_EXERCISE GOAL_.
From the material below, work out how many lines contain "shown" and answer with the number only.

_INPUT FOR THIS TASK_.
****************************************
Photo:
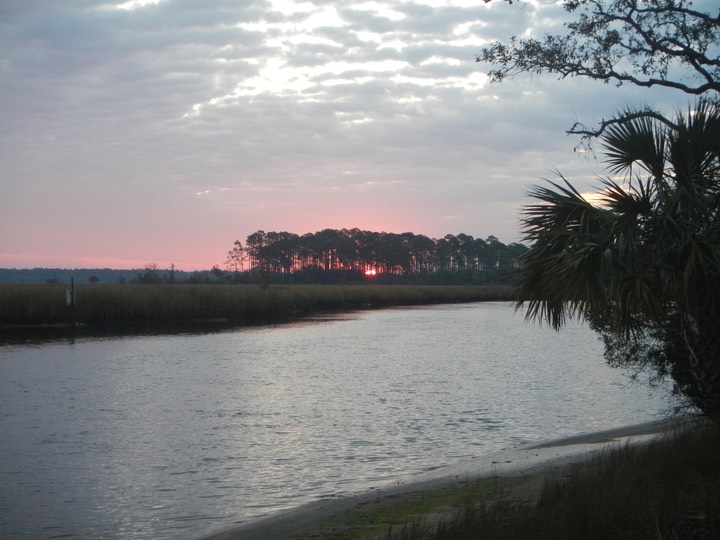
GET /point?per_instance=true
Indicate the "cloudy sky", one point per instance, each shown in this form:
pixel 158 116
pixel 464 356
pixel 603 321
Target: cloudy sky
pixel 159 131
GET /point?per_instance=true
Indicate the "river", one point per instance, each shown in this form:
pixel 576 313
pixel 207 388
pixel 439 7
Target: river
pixel 176 436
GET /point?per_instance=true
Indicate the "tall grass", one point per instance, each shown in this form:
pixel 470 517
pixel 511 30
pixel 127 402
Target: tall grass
pixel 665 490
pixel 107 304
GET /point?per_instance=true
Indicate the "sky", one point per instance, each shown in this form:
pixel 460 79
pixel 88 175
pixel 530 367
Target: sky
pixel 160 131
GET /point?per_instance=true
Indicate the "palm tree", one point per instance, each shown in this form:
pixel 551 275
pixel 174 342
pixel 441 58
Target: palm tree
pixel 643 264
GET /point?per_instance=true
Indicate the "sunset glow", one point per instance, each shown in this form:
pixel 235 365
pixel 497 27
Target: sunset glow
pixel 150 131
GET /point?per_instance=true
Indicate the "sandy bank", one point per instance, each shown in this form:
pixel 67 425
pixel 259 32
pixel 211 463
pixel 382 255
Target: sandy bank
pixel 530 462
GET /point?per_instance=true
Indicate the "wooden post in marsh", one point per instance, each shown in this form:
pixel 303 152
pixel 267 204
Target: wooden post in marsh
pixel 70 301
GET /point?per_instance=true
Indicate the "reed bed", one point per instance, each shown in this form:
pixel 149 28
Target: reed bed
pixel 110 304
pixel 667 489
****************************************
_RESPONSE BOX_.
9